--- 任务指令 ---
1) 请把关于北京旧城改建的摘录中从“1952年5月22日,他致信”一直到“他希望把这两处建筑迁移重建、异地保护,可这只是一厢情愿。”的部分逐字重写一遍。
2) 根据关于北京旧城改建的摘录,毛泽东是在哪次会议上说“拆除城墙,北京应当向天津和上海看齐”的?
3) 请从关于北京旧城改建的摘录的最后一句之后接着往下续写。

--- 原文摘录 ---
####################
虽然做出了这个方案,但是梁思成还是想方设法不让它实施。
1952年5月22日,他致信彭真,认为所能做出的方案,“都是既不能好好解决问题又损害了天安门的办法,因此实在未敢草率从事。”眼看在各方面的巨大压力之下,长安左门与长安右门已难免一拆,梁思成建议“请延至决定采用哪一种方案后再动手”。
他争取到了短短几个月的“研究”时间,并立即在5月31日召开的天安门改建工作会议上提出:“三座门迁至何处?”
他希望把这两处建筑迁移重建、异地保护,可这只是一厢情愿。
1957年10月9日,在中共八届三中全会闭幕会上,毛泽东对反冒进作了公开批评,认为这是“右倾”,是“促退”。
11月,毛泽东率中共代表团赴苏联出席各国共产党、工人党代表会议,会上苏联提出15年赶上和超过美国,毛泽东相应地提出15年赶上和超过英国。
带着这个“军令状”,毛泽东回到北京。在1958年1月、3月召开的杭州会议、南宁会议、成都会议上,毛泽东不断对反冒进提出尖锐批评,要求解放思想、破除迷信,提倡敢想、敢说、敢干,不迷信古人、不迷信教授、不迷信菩萨、不迷信外国人;8月,中共八大二次会议一致通过毛泽东提出的“鼓足干劲、力争上游、多快好省地建设社会主义”的总路线,发动了“大跃进”运动。这年夏季,中央领导人在北戴河避暑,毛泽东出了一个题目:粮食多了怎么办?农业部长廖鲁言则向中国科学院的负责人提出,现在是农民能办到的事情,科学家办不到,科学现在已经显得无能为力。
这期间,毛泽东在多次讲话中,对北京的城市面貌表示不满。本书在前面相关各章已有介绍,但笔者还是愿意在此集中一下——
1958年1月,在南宁会议上,毛泽东说:“北京、开封的房子,我看了就不舒服。”“古董不可不好,也不可太好。北京拆牌楼,城门打洞也哭鼻子。这是政治问题。” 同月,在第14次最高国务会议上,毛泽东说:“南京、济南、长沙的城墙拆了很好,北京、开封的旧房子最好全部变成新房子。” 同年3月,在成都会议上,毛泽东又说:“拆除城墙,北京应当向天津和上海看齐。”
####################
--- 记录信息 ---
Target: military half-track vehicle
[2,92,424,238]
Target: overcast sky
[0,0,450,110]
####################
--- 任务答案 ---
1)
1952年5月22日,他致信彭真,认为所能做出的方案,“都是既不能好好解决问题又损害了天安门的办法,因此实在未敢草率从事。”眼看在各方面的巨大压力之下,长安左门与长安右门已难免一拆,梁思成建议“请延至决定采用哪一种方案后再动手”。
他争取到了短短几个月的“研究”时间,并立即在5月31日召开的天安门改建工作会议上提出:“三座门迁至何处?”
他希望把这两处建筑迁移重建、异地保护,可这只是一厢情愿。

2) 1958年3月的成都会议。

3)
1958年4月14日,周恩来致信中共中央,传达国务院常务会议精神,提出,“根据毛主席的指示:今后几年内应当彻底改变北京市的都市面貌”。“今后每年由国家经济委员会增加一定数量的市政基本建设投资,首先把东、西长安街建设起来。今年先拨款在西长安街建筑一二幢机关办公用的楼房,即请北京市进行安排和列入规划。建成以后,由北京市统一分配使用。”“今后中央各机关所有在北京市、郊区内的办公用房和干部宿舍,除中南海地区范围以外,一律交由北京市统一管理、调剂和分配。”“在进行建设的时候,要注意布局的合理和集中,不要过于分散。同时,要注意和长远建设规划相结合。应当建筑什么,哪些应当先建筑,哪些应当后建筑,建成以后又如何使用,都要有明确的目的性。”“东单通往建国门的马路,要在今年拆通,请北京市列入今年的计划和着手进行。”
正是在这样的背景下,北京市对1957年春提出的《北京城市建设总体规划初步方案》作了重大修改,提出了一个10年左右完成北京旧城改建的计划。
1957年底,北京市对几年来拆下来的一批古建筑材料作了处理。
12月20日,北京市人民委员会办公厅印发市财政局、房地产管理局、文化局、园林局、道路工程局联合上报的《关于检查现存各处拆除的古建材料的情况和处理意见》及张友渔副市长对此的批示。联合报告称,这个报告是遵照市人民委员会第5次行政会议的决定,由几个有关局约同文化部古建修整所,对北京市拆除的古建筑物,作了一般检查和鉴定之后提出的联合报告及张友渔批示附下:
(一)朝阳门门楼:该门楼拆除后由房地产管理局保管,共管有材料398立方米、琉璃瓦件21455块,其中缺棱短角的约占30%。现在琉璃瓦件仍如数保管;木料由修缮公司动用了350余立方米,现存约40 余立方米,大部分腐朽,不能再做修缮古建之用,拟请准予报废。(张批 :可以。文化局研究是否复建,并鉴定材料是否可用。)
(二)广安门楼:共存有大小方木元木、椽子、飞头等812根、板片碎木112.57立方米、花边构件2014件、天花板21块及砖瓦兽头等件。部分腐朽,部分尚可用作修缮古建(经查在五公尺以上的有66根,约合51立方米)。其余木料拟拨给房管局选用;再不能用的即由财政局
处理。(张批:可以。)
(三)牌楼等项:由道路工程局保管。除帝王庙牌楼(必须照原样迁建)外,尚有东西四牌楼、东西交民巷牌楼、北海三座门、月坛牌楼的一部分木料、天安门红墙过木、天安门东西三座门、东西长安街牌楼剩余的木料瓦件、云绘楼剩余的残破木构件、瓦件及远年 保存下来的琉璃瓦件等。联合报告的处理意见是:
(1)天安门东西三座门是否复建须由市决定,其余均无古文物价值,可以不复建。(张批 :另行讨论。)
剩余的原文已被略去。